[Written request]
Turn every line of the rows below into a numbered list, skipping blank lines and leaving the pictures out.

[Excerpted records]
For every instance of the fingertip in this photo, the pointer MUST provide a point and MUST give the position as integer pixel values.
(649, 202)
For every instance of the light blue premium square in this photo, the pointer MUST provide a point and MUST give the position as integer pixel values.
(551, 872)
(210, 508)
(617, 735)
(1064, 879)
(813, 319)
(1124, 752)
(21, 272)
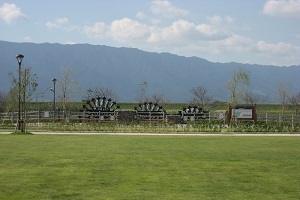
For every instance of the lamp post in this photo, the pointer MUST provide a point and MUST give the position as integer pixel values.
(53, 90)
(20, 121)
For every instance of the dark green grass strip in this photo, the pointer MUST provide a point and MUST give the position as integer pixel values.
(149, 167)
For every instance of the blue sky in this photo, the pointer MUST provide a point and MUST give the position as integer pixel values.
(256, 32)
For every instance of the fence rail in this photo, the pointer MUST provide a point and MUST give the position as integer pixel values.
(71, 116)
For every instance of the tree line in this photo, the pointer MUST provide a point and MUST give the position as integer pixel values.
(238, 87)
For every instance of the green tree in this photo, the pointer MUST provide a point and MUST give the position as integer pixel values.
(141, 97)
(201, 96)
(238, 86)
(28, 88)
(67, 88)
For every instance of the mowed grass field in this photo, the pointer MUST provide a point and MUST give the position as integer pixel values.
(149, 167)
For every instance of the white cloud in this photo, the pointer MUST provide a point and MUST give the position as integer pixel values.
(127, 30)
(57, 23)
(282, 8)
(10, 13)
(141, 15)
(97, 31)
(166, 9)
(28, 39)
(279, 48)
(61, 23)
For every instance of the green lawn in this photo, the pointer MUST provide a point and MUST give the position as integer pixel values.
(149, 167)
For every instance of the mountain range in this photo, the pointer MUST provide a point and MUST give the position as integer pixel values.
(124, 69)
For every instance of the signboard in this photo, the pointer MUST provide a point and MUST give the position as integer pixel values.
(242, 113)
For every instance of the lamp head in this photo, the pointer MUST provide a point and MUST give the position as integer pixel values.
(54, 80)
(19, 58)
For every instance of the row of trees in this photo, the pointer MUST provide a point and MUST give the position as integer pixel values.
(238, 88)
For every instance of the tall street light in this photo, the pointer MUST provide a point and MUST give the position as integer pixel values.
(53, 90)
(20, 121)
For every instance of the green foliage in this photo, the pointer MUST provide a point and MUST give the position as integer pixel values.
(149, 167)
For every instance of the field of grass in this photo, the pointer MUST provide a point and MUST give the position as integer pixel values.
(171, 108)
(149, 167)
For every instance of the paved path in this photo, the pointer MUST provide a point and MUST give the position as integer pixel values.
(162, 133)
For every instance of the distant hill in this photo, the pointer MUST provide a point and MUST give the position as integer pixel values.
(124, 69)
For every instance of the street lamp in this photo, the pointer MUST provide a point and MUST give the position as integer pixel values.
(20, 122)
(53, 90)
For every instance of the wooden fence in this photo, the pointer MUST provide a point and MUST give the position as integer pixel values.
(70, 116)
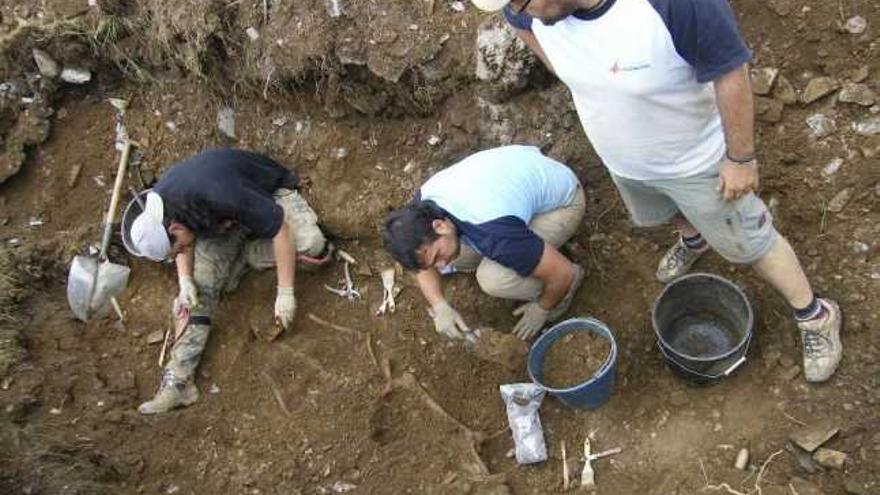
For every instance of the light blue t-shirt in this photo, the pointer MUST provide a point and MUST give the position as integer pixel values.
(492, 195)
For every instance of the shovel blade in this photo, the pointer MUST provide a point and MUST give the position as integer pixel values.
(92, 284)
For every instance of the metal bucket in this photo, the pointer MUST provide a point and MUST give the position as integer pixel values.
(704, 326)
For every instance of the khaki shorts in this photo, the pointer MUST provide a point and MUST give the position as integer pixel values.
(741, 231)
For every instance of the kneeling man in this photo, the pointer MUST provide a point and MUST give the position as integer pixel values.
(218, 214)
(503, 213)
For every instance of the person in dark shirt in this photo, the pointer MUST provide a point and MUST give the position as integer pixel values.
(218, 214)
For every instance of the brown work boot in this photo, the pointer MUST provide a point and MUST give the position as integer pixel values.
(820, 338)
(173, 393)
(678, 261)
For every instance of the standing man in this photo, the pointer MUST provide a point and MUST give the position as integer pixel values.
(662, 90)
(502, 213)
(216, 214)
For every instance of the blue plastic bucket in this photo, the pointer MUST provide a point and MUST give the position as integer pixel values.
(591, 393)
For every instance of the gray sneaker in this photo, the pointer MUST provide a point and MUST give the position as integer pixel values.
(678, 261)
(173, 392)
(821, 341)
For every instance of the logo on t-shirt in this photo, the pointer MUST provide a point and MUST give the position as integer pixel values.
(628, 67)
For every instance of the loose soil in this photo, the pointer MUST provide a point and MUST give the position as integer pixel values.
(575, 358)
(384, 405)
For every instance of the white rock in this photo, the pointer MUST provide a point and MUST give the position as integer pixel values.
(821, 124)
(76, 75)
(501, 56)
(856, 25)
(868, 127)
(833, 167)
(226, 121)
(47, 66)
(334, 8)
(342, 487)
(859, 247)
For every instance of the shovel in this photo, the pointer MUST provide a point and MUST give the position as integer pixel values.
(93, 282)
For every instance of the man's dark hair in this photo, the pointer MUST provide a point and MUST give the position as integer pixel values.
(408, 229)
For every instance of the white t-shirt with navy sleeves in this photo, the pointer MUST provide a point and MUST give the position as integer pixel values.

[Response for this exercise]
1. For every instance of the fingertip in this photo, the pointer MUST provide a point and MUST give the position as integer pixel values.
2. (649, 202)
3. For every instance of the light blue premium square in this photo, the pointer MUST provide a point and MUST give the position as integer pixel values.
4. (551, 872)
5. (210, 508)
6. (617, 735)
7. (1064, 879)
8. (813, 319)
9. (1124, 752)
10. (21, 272)
11. For every instance of the lamp post in this photo, the pointer MUST provide a point and MUST give the position as integer pixel values.
12. (53, 90)
13. (20, 121)
14. For every instance of the dark green grass strip in this photo, the pointer MUST provide a point and MUST give the position as integer pixel values.
15. (149, 167)
16. For every instance of the blue sky in this photo, the pointer MUST provide a point and MUST give the position as integer pixel values.
17. (256, 32)
18. For every instance of the fence rail in this photo, the pointer MUST provide a point and MUST give the position as integer pixel values.
19. (71, 116)
20. For every instance of the tree line in this photo, the pointer MUST provide a point and MUST give the position as integer pixel values.
21. (238, 87)
22. For every instance of the green tree in this photo, the pointer MUST provide a point and MUST give the position as integer pixel values.
23. (141, 97)
24. (201, 96)
25. (238, 86)
26. (28, 88)
27. (67, 88)
28. For every instance of the mowed grass field in this photo, the pointer MUST provide a point and MUST give the position as integer pixel values.
29. (149, 167)
30. For every instance of the white cloud in this photo, the pointer MUST provide a point and MUST give the position as integer pixel values.
31. (127, 30)
32. (57, 23)
33. (282, 8)
34. (10, 13)
35. (141, 15)
36. (97, 31)
37. (166, 9)
38. (28, 39)
39. (279, 48)
40. (61, 23)
41. For every instance of the green lawn in this photo, the pointer MUST provide a point and MUST give the position as integer pixel values.
42. (149, 167)
43. For every instance of the mountain range in this photo, the pointer MUST provide a point and MUST give the position as integer pixel values.
44. (124, 69)
45. For every instance of the signboard in this photo, the pointer MUST provide a point and MUST give the position as integer pixel values.
46. (242, 113)
47. For every instance of the lamp head in this photo, the pointer MUST provide a point and MUST give the position as integer pixel values.
48. (54, 80)
49. (19, 58)
50. For every instance of the row of trees in this photo, the pointer MUST provide a point and MUST give the position as integer pixel values.
51. (238, 88)
52. For every instance of the tall street light in this photo, the pointer MUST provide a point and MUST give the position as integer pixel values.
53. (53, 90)
54. (20, 121)
55. For every instance of the green foliage in this photo, the pointer MUST provide a point and MUST give the position as integer pixel values.
56. (149, 167)
57. For every instance of the field of grass in this photo, the pointer MUST provide a point and MUST give the position as integer pixel values.
58. (171, 108)
59. (149, 167)
60. For every instance of the paved path in this photo, the pointer MUST provide a point and MUST give the position as integer pixel values.
61. (162, 133)
62. For every instance of the distant hill in this photo, the pointer MUST provide a point and MUST give the position as integer pixel values.
63. (124, 69)
64. For every instance of the street lamp in this photo, the pointer MUST provide a point and MUST give the position as integer pixel values.
65. (20, 122)
66. (53, 90)
67. For every instance of the wooden fence in this photo, the pointer MUST provide a point and MUST give the position as integer pixel values.
68. (70, 116)
69. For every instance of the light blue t-shirt in this photo, the pointer MUST provide a point and MUST give the position as integer pixel values.
70. (492, 195)
71. For every instance of the shovel blade in this photo, the pointer MUST provide a point and MUST give the position as integer pixel values.
72. (92, 284)
73. For every instance of the metal bucket in this photo, the pointer MUST provide a point and MUST give the position as integer pixel values.
74. (704, 326)
75. For every instance of the khaki shorts in this photo, the pointer MUST provide a point and MUST give the position as integer pixel values.
76. (741, 231)
77. For every instance of the kneeling man in this photo, the pointer MUST provide a point and MUST give the position as integer pixel values.
78. (218, 214)
79. (503, 213)
80. For every instance of the person in dark shirt in this photo, the pointer MUST provide a point and MUST give the position as integer pixel values.
81. (218, 214)
82. For every instance of the brown work boot in this photo, the pointer MUST provide a point and MUST give the position as integer pixel values.
83. (820, 338)
84. (173, 393)
85. (678, 261)
86. For every instance of the standing man in this photo, the pointer MUST provide a point and MUST give the position as integer pixel values.
87. (662, 90)
88. (502, 213)
89. (216, 214)
90. For every instance of the blue plastic bucket in this photo, the pointer MUST provide a point and MUST give the position as integer pixel values.
91. (591, 393)
92. For every instance of the gray sneaker in this photo, the pointer MUST provide a point and MUST give the position as integer pixel values.
93. (678, 261)
94. (173, 392)
95. (821, 341)
96. For every instance of the logo on t-shirt in this photo, the pointer MUST provide a point and MUST give the position as integer pixel values.
97. (628, 67)
98. For every instance of the loose soil in this photo, the pointer MUST provide a point and MUST give the position as integer pixel values.
99. (575, 358)
100. (384, 405)
101. For every instance of the white rock in this photo, the pointer MUST provide a point and MUST give the position as integer pixel values.
102. (821, 124)
103. (76, 75)
104. (501, 56)
105. (856, 25)
106. (868, 127)
107. (833, 167)
108. (226, 121)
109. (47, 66)
110. (334, 8)
111. (342, 487)
112. (859, 247)
113. For every instance of the shovel in this photo, the pointer MUST provide a point and MUST give the position as integer pixel values.
114. (93, 282)
115. For every instance of the man's dark hair in this photo, the pointer MUST provide a point and MUST give the position as integer pixel values.
116. (408, 229)
117. For every instance of the white t-shirt with navy sleeves in this photo, the pointer MUST provide a point and MUST give the position as integer pixel values.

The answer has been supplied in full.